* [Task set]:
a. In the passage about video games and TV, do the following statements agree with the text? Answer yes or no for each and quote the deciding words. (i) The book was written in 2005. (ii) The writer played Jak and Daxter on the Xbox. (iii) The writer thinks WoW quests are generally very complex.
b. Carry on the passage about video games and TV, starting after its final sentence.

In video games, he finds an enormous amount of effort. Games have puzzles and force you to solve all sorts of logical, reasoning, pattern-spotting things. They involve long-term thinking - he quotes a line of tasks in one of the Link games that gets incredibly, incredibly complicated. The amount of guessing, and just figuring out what to do is intense. You have a general guideline for what you're supposed to do, but often it takes some guessing and running around to get it right. He cites the length of game walk-throughs as evidence of complexity that non-gamers vastly underestimate.

He also completely denies the idea that games decrease players' patience by giving instant gratification. I don't know where this idea came from, but it's one of the more annoying ones to me, so I'm going to talk about it. I do remember my dad walking by and citing it while I was playing a game on the PS2, Jak and Daxter. I was trying to beat the final boss for the 20th or so time in a row. The same fight, over and over, for probably an hour. After untold hours of playing the game to get to this point, and with untold hours left to complete every task and find every orb so I could finally have that coveted "100%" on my file. I probably could have read every well-known Jane Austen book in the amount of time I spent playing this one game, my very first full RPG.

In the next part of the book, he talks about TV shows. His claim is that TV shows have gotten increasingly socially complex, with more characters, more plot lines at any particular time, more expectations that the viewer will figure out what's going on without the answer thrown on a silver platter. Reality TV may be dumb in content, but it uses the parts of our brain dedicated to figuring out social connections and how to work with them.

What I wonder is what his perspective on online worlds is. The book was written in 2005, before the big boom. If keeping up on social relations and sharpening people skills is a good thing, and the basic structure of games is a good thing...shouldn't my WoW addiction be a very good thing? I do feel like WoW quests are not generally very complex, with a few exceptions, but the long-term strategy stuff definitely plays a huge role. For most people, I hope.

* [Data]:
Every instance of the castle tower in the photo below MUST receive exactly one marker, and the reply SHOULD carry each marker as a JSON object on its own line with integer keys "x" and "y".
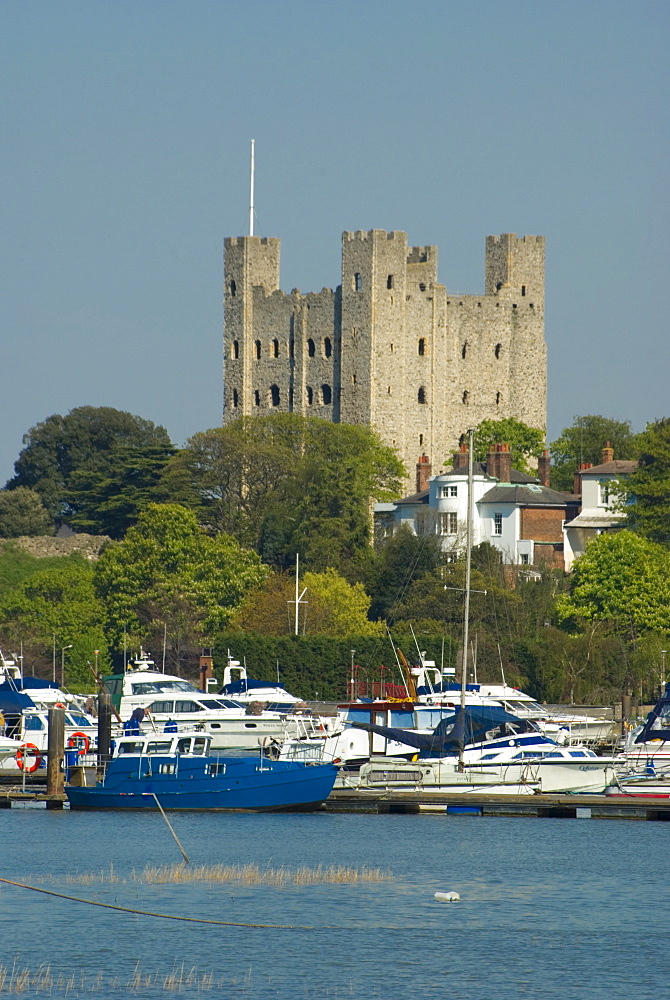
{"x": 389, "y": 347}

* [Answers to the tasks]:
a.
(i) Yes: "The book was written in 2005, before the big boom."
(ii) No: "while I was playing a game on the PS2, Jak and Daxter."
(iii) No: "I do feel like WoW quests are not generally very complex, with a few exceptions"

b.
Saturday, April 18, 2009

Krisssssssy, or, I gained 4 flow while also writing this entry.

So, I immediately went home to try out ourWorld after lecture. This is the worst/best idea ever. A game that rewards you for playing (not mastering, just playing) a variety of super-addictive minigames? Where you get cute clothing and cute dance moves?

So, while playing this, I was trying to track my thoughts and be aware of what I was doing. While playing Rings, one of the little puzzle games, I constantly felt like I could do better. I could get further, I could put more rings down, I could get bigger stacks. I just needed some practice. I can't speak about the specific neural pathways and transmitters and that sort of thing, but I definitely know I had a weird excited/relaxed state. I also think it had little spikes, with the tension rising as the 6 slots filled up, and easing a little every time I managed to sink a perfect stack.

It was similar for other minigames, and switching between them seemed to only make the effect worse, because I was already keyed into solving visual puzzles fast, but now I was switching between them. It was sort of like what one of my friends called muscle confusion - where you keep switching between exercises, like from biking to elliptical to backwards elliptical. I was doing effectively the same thing over and over, but by varying the details, it ended up more intense.

That's just normal minigame stuff, though. The flow system I find particularly insidious. It provided a concrete measurement of how much time I'd spent on there, and a little goal to set for myself each time I was on (10 flow). It also was positive rather than negative - if they'd done the same thing with just an outright clock, I would probably feel bad about spending x number of minutes on, but gaining 10 flow was seen as an accomplishment. (See? I don't even know how long it usually takes me to get 10 flow.) Even if it really is just a clock of how much time I spend playing games. It's also not just awarding coins. I might actually eventually realize that I really like the clothes I have now and don't really need to buy anything more. I have over 4,000 coins that I just can't really think of using. 4,000 is also such a high number I don't see the impact as much as I do with my 10 flow that I keep spending and regenerating.

I also saw the whole word-of-mouth thing meeting the whole addiction thing, as within two days my sister was stuck playing it, too.

So, I'm going to go now. I need to get two more flow while playing tonight, or I won't have an even 10 and won't be able to click the more efficient giant bubbles.

Wednesday, April 8, 2009

Well, maybe it influenced me a little more than I thought.

As I mentioned in my last post, before my angry rant about my WoW-jacker, someone molested me right away in Second Life. I brushed it off as a sort of "Well, that was weird" incident, but I think it might deserve more elaboration. Well, that and it's the most interesting thing I can think to talk about right now.

I was standing in a starting area. I looked remarkably confused, so someone who was apparently stationed there to greet people sent me some notecards with basic game facts on them. I was standing there, reading them, and not talking or moving or anything. I'm not sure how or if Second Life displays being AFK, but it's possible this guy thought I was.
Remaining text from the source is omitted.